[Saved entries]

◇ ◇ ◇

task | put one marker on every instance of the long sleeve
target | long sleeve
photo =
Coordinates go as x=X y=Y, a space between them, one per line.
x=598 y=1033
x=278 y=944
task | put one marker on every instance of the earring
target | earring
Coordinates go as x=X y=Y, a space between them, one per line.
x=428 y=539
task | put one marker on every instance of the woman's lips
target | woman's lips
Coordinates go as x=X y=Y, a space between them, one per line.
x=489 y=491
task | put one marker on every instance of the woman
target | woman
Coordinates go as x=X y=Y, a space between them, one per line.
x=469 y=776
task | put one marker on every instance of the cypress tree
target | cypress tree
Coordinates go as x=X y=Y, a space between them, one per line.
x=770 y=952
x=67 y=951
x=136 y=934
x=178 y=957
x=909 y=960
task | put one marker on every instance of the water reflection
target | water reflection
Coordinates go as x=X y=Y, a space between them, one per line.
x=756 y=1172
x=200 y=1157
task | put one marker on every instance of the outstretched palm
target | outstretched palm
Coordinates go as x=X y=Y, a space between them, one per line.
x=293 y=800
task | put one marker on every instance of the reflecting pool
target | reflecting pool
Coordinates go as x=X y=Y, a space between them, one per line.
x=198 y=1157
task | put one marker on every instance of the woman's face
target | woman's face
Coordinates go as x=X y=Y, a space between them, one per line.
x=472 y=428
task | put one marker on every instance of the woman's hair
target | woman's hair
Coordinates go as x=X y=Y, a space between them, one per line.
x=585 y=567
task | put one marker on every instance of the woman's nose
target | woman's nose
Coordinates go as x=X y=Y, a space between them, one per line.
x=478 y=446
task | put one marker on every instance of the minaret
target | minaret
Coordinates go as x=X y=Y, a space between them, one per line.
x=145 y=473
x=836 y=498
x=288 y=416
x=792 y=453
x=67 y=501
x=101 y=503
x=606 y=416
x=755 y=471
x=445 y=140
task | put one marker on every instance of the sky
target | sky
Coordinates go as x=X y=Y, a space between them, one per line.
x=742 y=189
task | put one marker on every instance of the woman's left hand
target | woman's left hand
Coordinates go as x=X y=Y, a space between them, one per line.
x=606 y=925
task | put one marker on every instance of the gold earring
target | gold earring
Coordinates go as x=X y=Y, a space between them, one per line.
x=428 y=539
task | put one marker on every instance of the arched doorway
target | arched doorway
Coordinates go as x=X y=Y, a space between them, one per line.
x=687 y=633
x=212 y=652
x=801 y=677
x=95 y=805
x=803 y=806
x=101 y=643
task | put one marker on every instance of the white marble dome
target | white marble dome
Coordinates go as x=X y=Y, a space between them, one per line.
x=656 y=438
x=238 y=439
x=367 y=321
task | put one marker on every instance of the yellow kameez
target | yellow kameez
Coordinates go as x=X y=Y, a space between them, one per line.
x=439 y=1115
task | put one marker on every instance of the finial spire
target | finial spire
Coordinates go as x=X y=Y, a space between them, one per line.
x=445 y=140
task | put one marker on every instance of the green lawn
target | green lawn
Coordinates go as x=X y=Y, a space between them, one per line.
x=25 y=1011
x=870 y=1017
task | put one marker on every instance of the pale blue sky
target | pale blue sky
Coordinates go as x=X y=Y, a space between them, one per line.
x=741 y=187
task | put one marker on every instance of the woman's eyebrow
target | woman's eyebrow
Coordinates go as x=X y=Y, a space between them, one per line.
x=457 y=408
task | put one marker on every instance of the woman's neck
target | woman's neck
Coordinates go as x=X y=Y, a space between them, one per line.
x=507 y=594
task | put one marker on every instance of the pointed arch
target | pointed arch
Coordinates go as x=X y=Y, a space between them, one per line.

◇ ◇ ◇

**Aim of the exercise**
Where a line of the entries contains "white", report that line.

**Solution for this problem**
task | put one marker on every instance of the white marble dome
target | white marble dome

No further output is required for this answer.